## Aufgabenziel
Schreibe die Datensätze erneut vollständig ab, beginnend mit der Zeile, die "If you could point out the bakery" enthält, bis einschließlich der letzten Zeile. Addiere dabei 41 zu jeder Koordinate in den Antworten und lasse alle übrigen Zeilen unverändert.
####
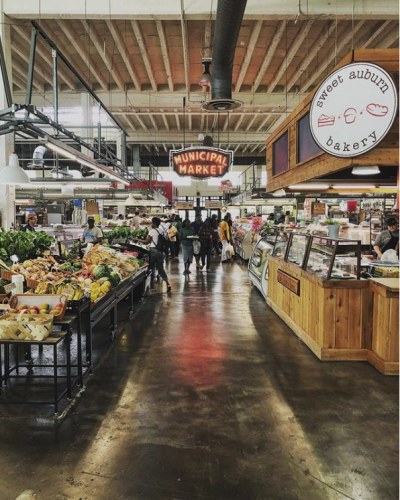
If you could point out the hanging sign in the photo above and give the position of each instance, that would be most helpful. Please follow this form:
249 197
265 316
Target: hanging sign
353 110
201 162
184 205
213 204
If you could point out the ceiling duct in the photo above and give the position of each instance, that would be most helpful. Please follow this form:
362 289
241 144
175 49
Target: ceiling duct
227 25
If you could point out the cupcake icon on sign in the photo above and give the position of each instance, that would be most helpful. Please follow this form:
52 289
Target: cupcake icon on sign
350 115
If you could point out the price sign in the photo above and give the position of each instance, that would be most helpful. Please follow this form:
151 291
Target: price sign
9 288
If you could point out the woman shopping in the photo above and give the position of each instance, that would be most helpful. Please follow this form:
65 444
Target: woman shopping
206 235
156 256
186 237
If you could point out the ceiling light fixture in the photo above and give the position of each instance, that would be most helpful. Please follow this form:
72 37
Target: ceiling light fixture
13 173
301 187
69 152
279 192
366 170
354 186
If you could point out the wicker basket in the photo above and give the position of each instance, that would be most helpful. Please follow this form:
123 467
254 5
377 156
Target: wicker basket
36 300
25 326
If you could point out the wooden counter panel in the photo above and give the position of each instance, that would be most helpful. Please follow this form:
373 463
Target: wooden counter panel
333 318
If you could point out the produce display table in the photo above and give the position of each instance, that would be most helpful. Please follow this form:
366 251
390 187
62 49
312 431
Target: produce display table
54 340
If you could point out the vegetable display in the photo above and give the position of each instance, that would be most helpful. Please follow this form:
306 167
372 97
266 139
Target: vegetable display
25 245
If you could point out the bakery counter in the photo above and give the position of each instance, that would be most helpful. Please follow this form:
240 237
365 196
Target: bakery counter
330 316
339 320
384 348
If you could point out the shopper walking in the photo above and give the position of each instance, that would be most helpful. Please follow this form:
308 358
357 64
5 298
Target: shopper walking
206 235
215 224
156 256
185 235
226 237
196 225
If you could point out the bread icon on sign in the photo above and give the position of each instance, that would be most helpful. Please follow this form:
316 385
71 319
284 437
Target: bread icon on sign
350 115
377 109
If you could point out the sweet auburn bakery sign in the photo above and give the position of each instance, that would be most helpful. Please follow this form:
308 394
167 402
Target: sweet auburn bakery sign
####
## Schriftliche Antwort
If you could point out the bakery counter in the photo above and give the position of each instance, that would be most helpful. Please follow this form:
240 237
365 196
Target: bakery counter
371 357
380 361
425 389
If you could point out the shopper walking in the photo above and give the position of each instance, that would be most helpful. Please follow this form:
308 358
357 64
5 298
Target: shopper walking
247 276
256 265
197 297
226 276
267 278
237 266
If you could point out the bread icon on sign in the photo above and give the position of each instance, that would be most helpful. Please follow this form:
316 385
71 319
284 437
Target: bread icon on sign
391 156
418 150
If you could point out the sweet auburn bakery sign in the photo above and give the position of each instance, that would be most helpful. Please follow this form:
308 394
167 402
Target: sweet auburn bakery sign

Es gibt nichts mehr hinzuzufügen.